Information supplied:
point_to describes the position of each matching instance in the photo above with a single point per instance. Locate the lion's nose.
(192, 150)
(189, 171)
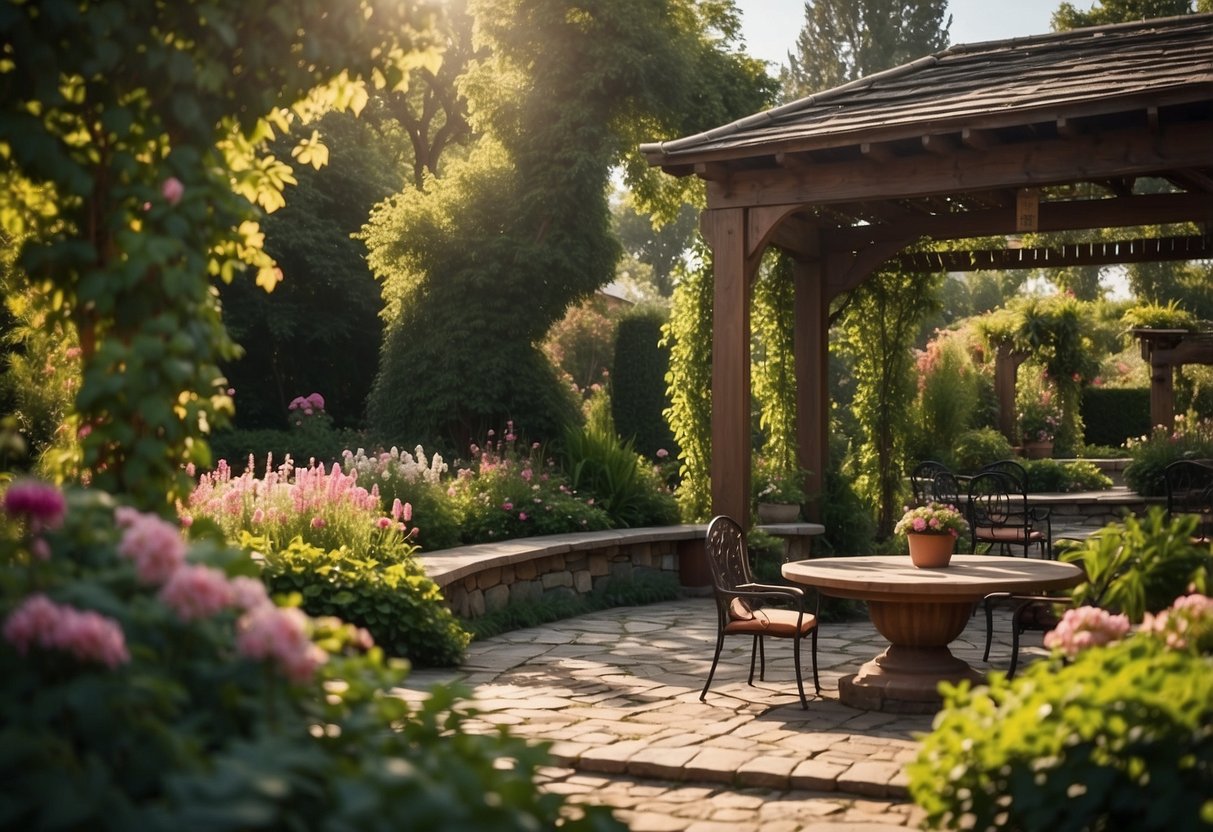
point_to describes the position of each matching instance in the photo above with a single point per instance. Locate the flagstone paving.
==
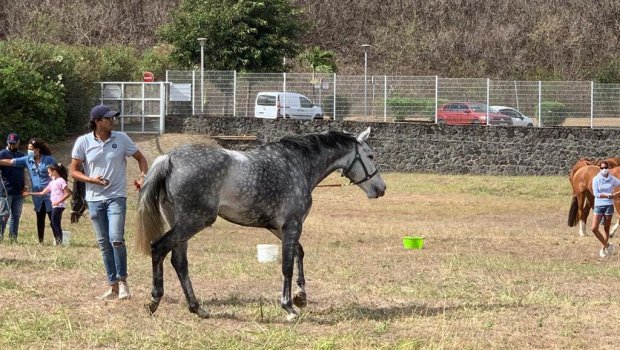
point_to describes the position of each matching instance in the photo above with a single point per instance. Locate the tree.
==
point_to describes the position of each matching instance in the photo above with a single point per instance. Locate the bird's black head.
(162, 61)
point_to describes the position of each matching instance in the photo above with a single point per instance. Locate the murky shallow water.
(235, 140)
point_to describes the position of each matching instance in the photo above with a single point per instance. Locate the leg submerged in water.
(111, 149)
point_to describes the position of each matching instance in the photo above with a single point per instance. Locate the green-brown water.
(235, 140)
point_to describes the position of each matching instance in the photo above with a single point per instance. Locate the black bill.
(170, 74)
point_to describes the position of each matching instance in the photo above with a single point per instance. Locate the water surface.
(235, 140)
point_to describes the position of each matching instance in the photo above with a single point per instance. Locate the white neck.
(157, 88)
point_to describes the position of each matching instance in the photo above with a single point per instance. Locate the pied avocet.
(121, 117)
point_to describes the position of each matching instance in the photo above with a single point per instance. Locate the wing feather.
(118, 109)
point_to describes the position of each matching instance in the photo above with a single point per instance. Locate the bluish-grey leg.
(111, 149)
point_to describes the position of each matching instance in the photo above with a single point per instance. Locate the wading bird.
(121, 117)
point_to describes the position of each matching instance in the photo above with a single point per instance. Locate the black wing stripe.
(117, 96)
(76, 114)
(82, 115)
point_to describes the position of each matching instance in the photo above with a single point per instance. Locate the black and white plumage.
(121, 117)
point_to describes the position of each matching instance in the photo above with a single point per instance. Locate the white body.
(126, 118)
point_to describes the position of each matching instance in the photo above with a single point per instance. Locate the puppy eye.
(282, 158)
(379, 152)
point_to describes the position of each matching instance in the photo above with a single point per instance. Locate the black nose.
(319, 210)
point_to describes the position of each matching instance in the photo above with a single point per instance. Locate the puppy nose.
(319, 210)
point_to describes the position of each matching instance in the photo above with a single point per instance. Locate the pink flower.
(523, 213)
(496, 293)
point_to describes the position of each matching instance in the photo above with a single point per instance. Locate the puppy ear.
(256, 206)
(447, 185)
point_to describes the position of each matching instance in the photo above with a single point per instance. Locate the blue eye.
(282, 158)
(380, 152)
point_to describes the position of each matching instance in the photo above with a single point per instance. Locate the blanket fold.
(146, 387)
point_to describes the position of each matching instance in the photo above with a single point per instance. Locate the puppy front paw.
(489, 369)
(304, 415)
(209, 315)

Problem requirements: Please identify each line of the records that includes the word "black" and copy those lines out in full.

Right answer:
point_to describes the position of each matching instance in the photo above with a single point per instance. Locate the bird's black head.
point_to describes the position of each matching instance in the photo above with a single point per instance. Locate the black bill.
point_to describes the position of each matching instance in the photo above with a single point per instance. Locate the black wing stripe.
point_to describes the position of each matching instance in the photo above with a single point per instance. Locate the black and white plumage.
point_to describes the position of each matching instance in the photo above with a single point per instance. Locate the black nose.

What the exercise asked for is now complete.